The Hill reports that the American Association of Retired Persons (AARP) has sent a letter to the Obama Administration warning that it opposes the inclusion of a 12 year period of data exclusivity for biologic drugs in the Trans Pacific Partnership. The group’s State and National Group Executive Vice President Nancy LeaMond wrote in a letter to US Trade Representative (USTR) Michael Froman that “AARP strongly believes the final trade agreement should not bind the U.S. to a 12-year market exclusivity period for brand-name biologic drugs.”
The full text of the letter is here.
The Obama Administration has shorten the period of data exclusivity for biologic drugs to seven years after which lower priced ‘biosimilar’ drugs could enter the market. (The current law is at 12 years.) AARP supports this policy, which it estimates would save the U.S. $3.8 billion annually on healthcare costs.
A TPP provision requiring 12 years of data exclusivity for biologic drugs would be the first provision of its kind in any trade agreement. Other trade agreements have required five years of data exclusivity for “small molecule” drugs, but none have specifically addressed the issue of data exclusivity for biologics. Nonetheless, USTR has come under pressure from the biotechnology industry and from the legislature to include 12 years of data exclusivity.
The trade group BIO sent a white paper to USTR last summer arguing that the “necessary intellectual property infrastructure required to encourage discovery and development of new biological products… must provide a minimum of 12 years of data protection for new biological products.”
The leadership of the Senate Finance Committee has urged USTR to seek “commitments from our trading partners that reflect the level of protection under U.S. law, for example 12 years of regulatory data protection for biologic pharmaceuticals.” Sen. Casely argued for 12 years of data exclusivity at USTR Froman’s confirmation hearing. On the other hand, Rep. McDermot wrote in an op-ed last summer that data exclusivity and other IP provisions in the TPP could “cost millions of lives in developing countries.”

(Saved entries)
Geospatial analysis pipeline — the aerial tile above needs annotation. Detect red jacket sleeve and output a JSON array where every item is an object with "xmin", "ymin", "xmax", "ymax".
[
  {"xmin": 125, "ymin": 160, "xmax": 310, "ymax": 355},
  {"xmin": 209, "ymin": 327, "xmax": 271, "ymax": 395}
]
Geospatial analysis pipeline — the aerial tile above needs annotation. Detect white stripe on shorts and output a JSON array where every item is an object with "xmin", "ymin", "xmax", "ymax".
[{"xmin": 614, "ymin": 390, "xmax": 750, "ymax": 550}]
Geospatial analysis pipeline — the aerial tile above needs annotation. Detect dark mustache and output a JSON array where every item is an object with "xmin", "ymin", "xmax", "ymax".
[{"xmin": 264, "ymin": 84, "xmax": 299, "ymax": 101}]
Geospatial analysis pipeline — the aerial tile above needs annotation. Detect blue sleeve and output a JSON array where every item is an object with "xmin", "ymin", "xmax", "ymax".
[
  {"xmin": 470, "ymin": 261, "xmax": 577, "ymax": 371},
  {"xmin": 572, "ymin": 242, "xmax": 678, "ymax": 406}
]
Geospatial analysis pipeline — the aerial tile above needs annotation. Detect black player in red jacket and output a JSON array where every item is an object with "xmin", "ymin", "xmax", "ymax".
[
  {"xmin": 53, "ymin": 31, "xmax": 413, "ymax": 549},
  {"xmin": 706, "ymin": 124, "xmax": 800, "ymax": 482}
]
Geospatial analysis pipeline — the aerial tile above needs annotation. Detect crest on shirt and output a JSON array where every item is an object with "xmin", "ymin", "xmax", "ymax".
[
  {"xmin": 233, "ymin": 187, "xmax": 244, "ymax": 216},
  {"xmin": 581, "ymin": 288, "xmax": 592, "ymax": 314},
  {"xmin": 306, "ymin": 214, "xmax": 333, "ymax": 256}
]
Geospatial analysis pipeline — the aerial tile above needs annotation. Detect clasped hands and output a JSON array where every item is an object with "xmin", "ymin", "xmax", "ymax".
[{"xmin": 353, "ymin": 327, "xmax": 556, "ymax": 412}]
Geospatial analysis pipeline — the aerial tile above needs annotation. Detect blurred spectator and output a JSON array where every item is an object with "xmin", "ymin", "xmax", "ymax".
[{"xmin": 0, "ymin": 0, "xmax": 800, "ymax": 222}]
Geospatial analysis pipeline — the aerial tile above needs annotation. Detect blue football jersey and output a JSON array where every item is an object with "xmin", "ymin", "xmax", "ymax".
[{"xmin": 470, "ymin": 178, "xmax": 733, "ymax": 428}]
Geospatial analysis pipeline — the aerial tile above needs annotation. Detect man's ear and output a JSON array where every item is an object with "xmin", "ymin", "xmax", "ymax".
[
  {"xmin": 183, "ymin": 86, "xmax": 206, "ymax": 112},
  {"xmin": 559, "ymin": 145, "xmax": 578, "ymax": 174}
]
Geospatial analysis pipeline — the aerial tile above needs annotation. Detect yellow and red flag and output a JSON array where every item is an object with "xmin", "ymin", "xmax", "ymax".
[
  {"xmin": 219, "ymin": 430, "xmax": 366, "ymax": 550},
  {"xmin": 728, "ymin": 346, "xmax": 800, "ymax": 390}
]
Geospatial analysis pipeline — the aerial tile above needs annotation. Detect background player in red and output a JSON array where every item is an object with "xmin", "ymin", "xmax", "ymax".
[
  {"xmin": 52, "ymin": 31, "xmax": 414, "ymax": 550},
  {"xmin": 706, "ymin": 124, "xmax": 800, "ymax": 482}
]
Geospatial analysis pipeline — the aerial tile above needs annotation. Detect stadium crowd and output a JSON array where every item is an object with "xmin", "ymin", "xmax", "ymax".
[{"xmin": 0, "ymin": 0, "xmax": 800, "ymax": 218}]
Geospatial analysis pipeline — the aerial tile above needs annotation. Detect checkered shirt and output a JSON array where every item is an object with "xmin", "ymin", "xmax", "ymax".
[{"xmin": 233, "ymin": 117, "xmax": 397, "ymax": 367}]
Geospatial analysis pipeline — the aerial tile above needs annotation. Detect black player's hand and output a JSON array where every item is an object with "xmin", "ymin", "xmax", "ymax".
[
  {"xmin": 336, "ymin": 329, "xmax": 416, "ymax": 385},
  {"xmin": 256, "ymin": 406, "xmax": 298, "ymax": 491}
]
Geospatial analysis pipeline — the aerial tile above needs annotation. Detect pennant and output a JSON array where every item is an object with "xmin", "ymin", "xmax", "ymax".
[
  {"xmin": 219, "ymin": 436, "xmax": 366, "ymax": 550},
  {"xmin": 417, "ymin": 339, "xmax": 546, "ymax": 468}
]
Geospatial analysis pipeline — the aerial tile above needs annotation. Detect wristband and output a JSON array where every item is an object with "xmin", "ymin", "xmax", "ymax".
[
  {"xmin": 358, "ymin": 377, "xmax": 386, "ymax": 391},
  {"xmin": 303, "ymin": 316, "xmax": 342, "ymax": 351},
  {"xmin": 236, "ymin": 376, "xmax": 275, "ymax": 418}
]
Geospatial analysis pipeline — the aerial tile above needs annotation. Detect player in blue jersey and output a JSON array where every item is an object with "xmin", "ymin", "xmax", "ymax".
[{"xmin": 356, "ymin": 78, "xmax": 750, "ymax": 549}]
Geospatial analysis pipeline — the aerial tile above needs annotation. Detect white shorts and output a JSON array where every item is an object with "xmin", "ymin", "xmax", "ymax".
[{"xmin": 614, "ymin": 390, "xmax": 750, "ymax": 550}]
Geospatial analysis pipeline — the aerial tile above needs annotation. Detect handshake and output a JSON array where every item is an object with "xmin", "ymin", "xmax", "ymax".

__Problems to work on__
A. Reproduce the passage of the AARP trade letter text from "The full text" to "of data exclusivity.".
B. In the AARP trade letter text, how much does AARP estimate the U.S. would save each year on healthcare costs under the seven-year data exclusivity policy?

__Your responses__
A.
The full text of the letter is here.
The Obama Administration has shorten the period of data exclusivity for biologic drugs to seven years after which lower priced ‘biosimilar’ drugs could enter the market. (The current law is at 12 years.) AARP supports this policy, which it estimates would save the U.S. $3.8 billion annually on healthcare costs.
A TPP provision requiring 12 years of data exclusivity for biologic drugs would be the first provision of its kind in any trade agreement. Other trade agreements have required five years of data exclusivity for “small molecule” drugs, but none have specifically addressed the issue of data exclusivity for biologics. Nonetheless, USTR has come under pressure from the biotechnology industry and from the legislature to include 12 years of data exclusivity.

B. $3.8 billion annually